The answer must consist of the listing, reproduced exactly.

[[ Records provided open ]]

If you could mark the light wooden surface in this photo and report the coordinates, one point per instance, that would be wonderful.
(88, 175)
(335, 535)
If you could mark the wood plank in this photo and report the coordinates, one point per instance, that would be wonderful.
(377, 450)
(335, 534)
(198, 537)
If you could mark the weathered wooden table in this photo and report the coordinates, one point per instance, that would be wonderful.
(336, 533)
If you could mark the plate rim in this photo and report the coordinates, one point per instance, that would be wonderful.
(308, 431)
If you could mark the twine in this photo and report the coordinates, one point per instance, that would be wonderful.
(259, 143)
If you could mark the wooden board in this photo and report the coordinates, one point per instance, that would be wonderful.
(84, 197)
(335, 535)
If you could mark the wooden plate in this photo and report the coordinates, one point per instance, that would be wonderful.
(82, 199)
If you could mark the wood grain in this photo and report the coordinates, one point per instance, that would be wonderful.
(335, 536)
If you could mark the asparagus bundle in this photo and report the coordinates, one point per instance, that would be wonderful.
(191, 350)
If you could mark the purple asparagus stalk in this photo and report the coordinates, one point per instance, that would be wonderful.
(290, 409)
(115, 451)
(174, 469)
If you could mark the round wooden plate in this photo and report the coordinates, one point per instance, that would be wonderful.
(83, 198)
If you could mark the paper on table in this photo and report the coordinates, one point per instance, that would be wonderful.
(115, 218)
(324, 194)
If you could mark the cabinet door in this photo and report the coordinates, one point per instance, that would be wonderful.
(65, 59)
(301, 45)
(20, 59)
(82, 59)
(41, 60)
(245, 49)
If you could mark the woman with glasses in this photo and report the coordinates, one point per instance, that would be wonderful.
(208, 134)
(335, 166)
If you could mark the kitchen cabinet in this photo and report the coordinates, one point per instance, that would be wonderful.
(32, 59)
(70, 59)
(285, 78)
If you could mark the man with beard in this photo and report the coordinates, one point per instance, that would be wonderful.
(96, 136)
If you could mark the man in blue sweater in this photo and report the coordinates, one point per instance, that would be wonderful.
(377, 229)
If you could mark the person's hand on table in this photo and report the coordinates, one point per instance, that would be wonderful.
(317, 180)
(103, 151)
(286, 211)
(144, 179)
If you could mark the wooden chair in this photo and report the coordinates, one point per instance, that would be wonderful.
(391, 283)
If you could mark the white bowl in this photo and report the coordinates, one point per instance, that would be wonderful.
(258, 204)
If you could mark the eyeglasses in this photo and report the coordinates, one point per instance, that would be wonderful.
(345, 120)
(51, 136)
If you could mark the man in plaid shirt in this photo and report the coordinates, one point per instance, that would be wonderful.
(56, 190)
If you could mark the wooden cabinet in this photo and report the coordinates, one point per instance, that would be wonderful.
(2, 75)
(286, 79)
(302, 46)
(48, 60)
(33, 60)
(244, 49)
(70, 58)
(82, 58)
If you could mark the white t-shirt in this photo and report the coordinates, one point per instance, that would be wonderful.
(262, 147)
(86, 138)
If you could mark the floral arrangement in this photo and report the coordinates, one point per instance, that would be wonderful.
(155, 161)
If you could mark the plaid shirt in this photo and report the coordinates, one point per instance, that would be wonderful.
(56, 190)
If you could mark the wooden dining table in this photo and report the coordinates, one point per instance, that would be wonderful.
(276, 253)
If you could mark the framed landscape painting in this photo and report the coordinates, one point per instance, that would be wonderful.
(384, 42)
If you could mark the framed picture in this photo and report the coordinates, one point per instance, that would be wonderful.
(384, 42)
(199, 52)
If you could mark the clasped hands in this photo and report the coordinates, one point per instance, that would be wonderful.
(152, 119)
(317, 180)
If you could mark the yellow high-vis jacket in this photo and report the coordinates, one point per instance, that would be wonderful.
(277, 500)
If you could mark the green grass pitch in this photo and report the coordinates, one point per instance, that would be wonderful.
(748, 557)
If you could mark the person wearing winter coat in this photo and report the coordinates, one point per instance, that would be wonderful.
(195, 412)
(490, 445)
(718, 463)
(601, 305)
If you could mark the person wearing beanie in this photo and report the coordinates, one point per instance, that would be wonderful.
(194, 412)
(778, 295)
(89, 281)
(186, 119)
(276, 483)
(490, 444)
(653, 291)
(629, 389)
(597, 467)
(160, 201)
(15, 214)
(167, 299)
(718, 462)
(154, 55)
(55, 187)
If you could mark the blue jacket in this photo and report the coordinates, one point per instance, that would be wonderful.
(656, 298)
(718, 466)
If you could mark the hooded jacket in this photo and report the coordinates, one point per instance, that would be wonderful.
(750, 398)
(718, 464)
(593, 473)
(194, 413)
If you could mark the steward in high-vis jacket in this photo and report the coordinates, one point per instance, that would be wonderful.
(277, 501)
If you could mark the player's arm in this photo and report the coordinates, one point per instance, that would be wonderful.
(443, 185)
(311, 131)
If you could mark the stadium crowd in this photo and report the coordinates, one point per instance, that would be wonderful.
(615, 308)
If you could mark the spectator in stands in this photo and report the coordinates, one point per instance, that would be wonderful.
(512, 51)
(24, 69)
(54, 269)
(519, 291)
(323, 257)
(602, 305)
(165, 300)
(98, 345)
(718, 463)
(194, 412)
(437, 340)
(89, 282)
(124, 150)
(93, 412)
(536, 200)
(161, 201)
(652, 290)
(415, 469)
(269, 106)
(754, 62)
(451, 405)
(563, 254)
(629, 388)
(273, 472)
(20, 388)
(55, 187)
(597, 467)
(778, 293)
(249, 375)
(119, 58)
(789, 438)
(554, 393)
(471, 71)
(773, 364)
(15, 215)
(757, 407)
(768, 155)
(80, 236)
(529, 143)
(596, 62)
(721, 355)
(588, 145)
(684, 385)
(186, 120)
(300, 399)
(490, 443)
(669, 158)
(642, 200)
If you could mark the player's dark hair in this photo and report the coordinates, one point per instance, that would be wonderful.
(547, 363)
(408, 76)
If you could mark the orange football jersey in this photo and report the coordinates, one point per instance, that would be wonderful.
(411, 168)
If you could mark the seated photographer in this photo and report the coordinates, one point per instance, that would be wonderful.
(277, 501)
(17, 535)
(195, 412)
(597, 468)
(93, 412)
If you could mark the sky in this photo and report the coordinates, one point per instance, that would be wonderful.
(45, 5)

[[ Records provided closed ]]

• Reply
If you could mark the light wooden surface in this photo and report the coordinates, one point per instance, that would be wonderful.
(88, 175)
(335, 535)
If you could mark the wood plank in this photo and report the coordinates, one point per instance, that would be wonderful.
(377, 450)
(335, 534)
(198, 537)
If you could mark the weathered wooden table in this photo and report the coordinates, one point per instance, that would be wonderful.
(336, 533)
If you could mark the plate rim in this photo and report the coordinates, one point per instance, that would be wonderful.
(308, 431)
If you could mark the twine in this photo and report the coordinates, one point per instance, that would be wonderful.
(259, 143)
If you could mark the wooden board in this photo and report the coordinates, one point per instance, that would be wonderful.
(84, 197)
(335, 535)
If you could mark the wooden plate in this photo and report the coordinates, one point per instance, that would be wonderful.
(82, 199)
If you could mark the wood grain in this photo and report the coordinates, one point per instance, that would be wonderful.
(335, 536)
If you could mark the asparagus bundle in this photo and report the coordinates, one point per instance, that would be wonderful.
(191, 350)
If you could mark the purple asparagus stalk in this photo and report the coordinates, one point per instance, that would be wonderful.
(290, 409)
(115, 451)
(174, 469)
If you could mark the round wooden plate in this photo and report the coordinates, one point per instance, that would be wonderful.
(83, 198)
If you could mark the paper on table in this photo and report the coordinates, one point per instance, that would be wonderful.
(115, 218)
(324, 194)
If you could mark the cabinet door in this photo and report the coordinates, one point per instance, that would be wonderful.
(65, 59)
(301, 45)
(20, 59)
(82, 59)
(41, 60)
(245, 49)
If you could mark the woman with glasses in this photo and report the coordinates, one point per instance, that would be wonderful.
(208, 134)
(335, 166)
If you could mark the kitchen cabinet in this photo and report the coordinates, one point per instance, that would be wonderful.
(32, 59)
(70, 59)
(285, 78)
If you could mark the man with beard in this photo and report the coordinates, one point per instance, that would be wonderful.
(96, 136)
If you could mark the man in blue sweater in this photo and report the coordinates, one point per instance, that would be wonderful.
(377, 229)
If you could mark the person's hand on table in this photo and report the coordinates, one point per instance, that would be wonderful.
(317, 180)
(103, 151)
(286, 211)
(144, 179)
If you could mark the wooden chair in this photo and report the coordinates, one point per instance, that would be wonderful.
(391, 283)
If you could mark the white bowl in this photo and report the coordinates, one point per instance, that would be wonderful.
(258, 204)
If you could mark the eyeglasses in this photo and report the coordinates, one point per instance, that would be wonderful.
(345, 120)
(51, 136)
If you could mark the man in plaid shirt in this photo and report the coordinates, one point per instance, that would be wonderful.
(56, 190)
If you could mark the wooden cabinet in this photo and report the coordinates, one point per instance, that would be wonderful.
(2, 75)
(286, 79)
(302, 46)
(48, 60)
(33, 60)
(244, 49)
(70, 58)
(82, 58)
If you could mark the white t-shirt in this photo and report the coordinates, one point per instance, that would be wonderful.
(262, 147)
(86, 138)
If you could mark the floral arrangement in this photo and report the coordinates, one point per instance, that would be wonderful.
(155, 161)
If you could mark the plaid shirt in this photo and report the coordinates, one point per instance, that would be wonderful.
(56, 190)
If you could mark the wooden dining table in this photo and report the coordinates, one point per instance, that would be wonderful.
(276, 253)
If you could mark the framed landscape painting in this photo and report the coordinates, one point per instance, that would be wonderful.
(384, 42)
If you could mark the framed picture in this photo and report the coordinates, one point per instance, that would be wonderful.
(384, 42)
(199, 52)
If you could mark the clasped hands in this photo and report the coordinates, one point per instance, that would be wonderful.
(152, 119)
(317, 180)
If you could mark the yellow high-vis jacket in this photo and report the coordinates, one point per instance, that would be wonderful.
(277, 500)
If you could mark the green grass pitch in this photo and report the coordinates, one point per instance, that would be wonderful.
(748, 557)
If you could mark the person wearing winter coat in this photo and report the coordinates, one point per instance, that would be wonderful.
(195, 412)
(490, 445)
(718, 463)
(601, 305)
If you could mark the person wearing beanie in this photo and report the coordinates, one point per instance, that would be wonderful.
(194, 412)
(778, 295)
(89, 281)
(186, 119)
(276, 483)
(490, 444)
(653, 291)
(629, 389)
(597, 467)
(160, 201)
(15, 214)
(167, 299)
(718, 462)
(154, 55)
(55, 187)
If you could mark the blue jacket in this photo and report the coordinates, one point per instance, that would be wonderful.
(656, 298)
(718, 466)
If you could mark the hooded jacket in this photo and report the coordinates, one point per instance, that would be wonderful.
(750, 398)
(718, 464)
(593, 473)
(194, 413)
If you could mark the steward in high-vis jacket in this photo and report the coordinates, one point per instance, that would be wonderful.
(277, 501)
If you could mark the player's arm in this photo and report the coordinates, one point per instance, that would be wonderful.
(443, 185)
(311, 131)
If you could mark the stadium crowd in this photo and report the coordinates, one point per instance, that would be wonderful.
(615, 308)
If you could mark the spectator in stands in this photo and report the coordinates, one point per instance, that would be wonderful.
(512, 51)
(24, 69)
(54, 269)
(519, 291)
(323, 257)
(602, 305)
(165, 300)
(98, 345)
(718, 463)
(194, 412)
(437, 340)
(89, 282)
(124, 150)
(93, 412)
(536, 200)
(161, 201)
(652, 290)
(415, 469)
(269, 106)
(754, 62)
(451, 405)
(563, 254)
(629, 388)
(273, 472)
(20, 388)
(55, 187)
(597, 467)
(778, 293)
(249, 375)
(119, 58)
(789, 438)
(554, 393)
(471, 71)
(773, 364)
(15, 215)
(757, 407)
(768, 155)
(80, 236)
(529, 143)
(596, 62)
(721, 355)
(588, 145)
(684, 385)
(186, 120)
(300, 399)
(490, 443)
(669, 158)
(642, 200)
If you could mark the player's dark hair in this photo and report the coordinates, one point per instance, that would be wonderful.
(547, 363)
(408, 76)
If you could mark the orange football jersey in this photo and report the coordinates, one point per instance, that would be wonderful.
(411, 168)
If you could mark the seated photographer in this photo and report the coordinates, one point per instance, that would be wonderful.
(277, 501)
(17, 535)
(195, 412)
(597, 468)
(93, 412)
If you could mark the sky in this photo and report the coordinates, one point per instance, that would be wonderful.
(45, 5)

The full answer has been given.